» Task to carry out
Provide an exact transcription of all the records.

..........

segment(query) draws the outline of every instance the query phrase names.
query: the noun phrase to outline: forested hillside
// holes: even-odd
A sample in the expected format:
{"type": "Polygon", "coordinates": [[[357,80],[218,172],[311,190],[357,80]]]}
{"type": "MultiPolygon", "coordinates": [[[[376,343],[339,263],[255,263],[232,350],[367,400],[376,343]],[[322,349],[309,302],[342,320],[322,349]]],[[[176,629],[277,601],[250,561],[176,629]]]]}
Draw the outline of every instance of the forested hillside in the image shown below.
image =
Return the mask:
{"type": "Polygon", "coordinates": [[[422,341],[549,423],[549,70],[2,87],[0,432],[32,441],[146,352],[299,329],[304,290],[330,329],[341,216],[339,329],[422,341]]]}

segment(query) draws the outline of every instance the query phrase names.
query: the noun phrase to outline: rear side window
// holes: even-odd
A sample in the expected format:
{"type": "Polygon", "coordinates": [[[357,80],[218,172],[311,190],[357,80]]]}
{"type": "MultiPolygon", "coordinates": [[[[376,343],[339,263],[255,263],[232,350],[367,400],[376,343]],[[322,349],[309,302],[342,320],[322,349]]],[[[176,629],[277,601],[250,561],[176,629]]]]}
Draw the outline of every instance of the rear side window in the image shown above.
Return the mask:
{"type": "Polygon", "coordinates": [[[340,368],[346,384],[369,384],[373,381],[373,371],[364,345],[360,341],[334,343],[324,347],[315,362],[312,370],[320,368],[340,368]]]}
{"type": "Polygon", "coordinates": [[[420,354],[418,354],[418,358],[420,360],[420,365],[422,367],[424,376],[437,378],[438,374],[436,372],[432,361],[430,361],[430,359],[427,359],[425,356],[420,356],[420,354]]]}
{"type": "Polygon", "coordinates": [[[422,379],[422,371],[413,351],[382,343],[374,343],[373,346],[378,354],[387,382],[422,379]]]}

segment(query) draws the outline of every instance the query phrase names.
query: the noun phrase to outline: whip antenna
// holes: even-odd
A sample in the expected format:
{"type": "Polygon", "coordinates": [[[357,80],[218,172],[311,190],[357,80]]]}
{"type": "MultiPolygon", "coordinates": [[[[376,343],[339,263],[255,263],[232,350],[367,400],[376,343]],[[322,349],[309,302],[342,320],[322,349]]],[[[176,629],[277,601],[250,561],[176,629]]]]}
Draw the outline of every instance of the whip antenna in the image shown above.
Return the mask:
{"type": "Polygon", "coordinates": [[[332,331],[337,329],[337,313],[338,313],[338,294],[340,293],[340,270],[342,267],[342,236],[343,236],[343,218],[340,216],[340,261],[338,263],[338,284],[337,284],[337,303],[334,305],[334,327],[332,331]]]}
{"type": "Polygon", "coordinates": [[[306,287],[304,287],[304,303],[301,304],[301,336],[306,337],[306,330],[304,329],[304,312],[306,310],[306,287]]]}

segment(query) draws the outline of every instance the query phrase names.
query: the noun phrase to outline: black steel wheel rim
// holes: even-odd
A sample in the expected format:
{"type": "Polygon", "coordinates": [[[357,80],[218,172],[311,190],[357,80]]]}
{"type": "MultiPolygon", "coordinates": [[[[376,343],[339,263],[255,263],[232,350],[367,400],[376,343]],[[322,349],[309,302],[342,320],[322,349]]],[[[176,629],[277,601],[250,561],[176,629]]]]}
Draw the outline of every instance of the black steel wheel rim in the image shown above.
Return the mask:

..........

» Solution to the exercise
segment(query) draws the outline of every instance the query phrase names.
query: the noun phrase to outline: forested hillside
// holes: even-odd
A sample in the expected format:
{"type": "Polygon", "coordinates": [[[357,80],[218,172],[311,190],[357,80]]]}
{"type": "MultiPolygon", "coordinates": [[[[376,343],[339,263],[255,263],[232,350],[367,400],[376,343]],[[322,349],[309,302],[342,320],[322,349]]],[[[176,629],[277,601],[250,561],[176,629]]]]}
Draw the outline of every instance of the forested hillside in the image shown below.
image =
Return the mask:
{"type": "Polygon", "coordinates": [[[422,341],[549,423],[549,70],[2,87],[0,432],[32,441],[146,352],[299,329],[304,290],[330,329],[341,216],[339,329],[422,341]]]}

segment(query) draws the outline of every instance the query phrase names.
query: the noun phrase to outline: rear side window
// holes: even-odd
A sample in the expected format:
{"type": "Polygon", "coordinates": [[[357,80],[218,172],[311,190],[357,80]]]}
{"type": "MultiPolygon", "coordinates": [[[[376,343],[339,263],[255,263],[232,350],[367,400],[376,343]],[[322,349],[309,302],[342,320],[322,349]]],[[[176,629],[277,601],[250,561],[176,629]]]]}
Draw the outline of every instance of the rear side window in the image shown above.
Return the mask:
{"type": "Polygon", "coordinates": [[[340,368],[346,384],[369,384],[373,381],[373,371],[364,345],[360,341],[334,343],[324,347],[315,362],[312,370],[320,368],[340,368]]]}
{"type": "Polygon", "coordinates": [[[420,354],[418,354],[418,358],[420,360],[420,365],[422,367],[424,376],[437,378],[438,374],[436,372],[432,361],[430,361],[430,359],[427,359],[425,356],[420,356],[420,354]]]}
{"type": "Polygon", "coordinates": [[[422,379],[422,371],[413,351],[382,343],[374,343],[373,346],[378,354],[387,382],[422,379]]]}

segment(query) draws the outline of every instance the query phrase names.
query: the noun phrase to outline: whip antenna
// holes: even-odd
A sample in the expected format:
{"type": "Polygon", "coordinates": [[[357,80],[218,172],[311,190],[357,80]]]}
{"type": "MultiPolygon", "coordinates": [[[[376,343],[339,263],[255,263],[232,350],[367,400],[376,343]],[[322,349],[309,302],[342,320],[322,349]]],[[[176,629],[277,601],[250,561],[176,629]]]]}
Draw the outline of every instance of the whip antenna in the image shown above.
Return the mask:
{"type": "Polygon", "coordinates": [[[332,331],[337,329],[337,313],[338,313],[338,294],[340,293],[340,270],[342,267],[342,236],[343,236],[343,218],[340,216],[340,261],[338,263],[338,284],[337,284],[337,303],[334,305],[334,327],[332,331]]]}
{"type": "Polygon", "coordinates": [[[306,287],[304,287],[304,303],[301,304],[301,336],[306,337],[306,330],[304,329],[304,312],[306,310],[306,287]]]}

segment(query) draws the outline of every instance the query phrase names.
query: the noun phrase to outline: black steel wheel rim
// holes: even-odd
A sample in the expected format:
{"type": "Polygon", "coordinates": [[[357,80],[218,172],[311,190],[357,80]]]}
{"type": "MultiPolygon", "coordinates": [[[[376,343],[339,263],[255,263],[232,350],[367,400],[376,343]],[[322,349],[309,302],[342,320],[322,349]]],[[[176,629],[277,601],[250,561],[176,629]]]]}
Draw the outline of every instance of the black steel wheel rim in the image shown above.
Return the mask:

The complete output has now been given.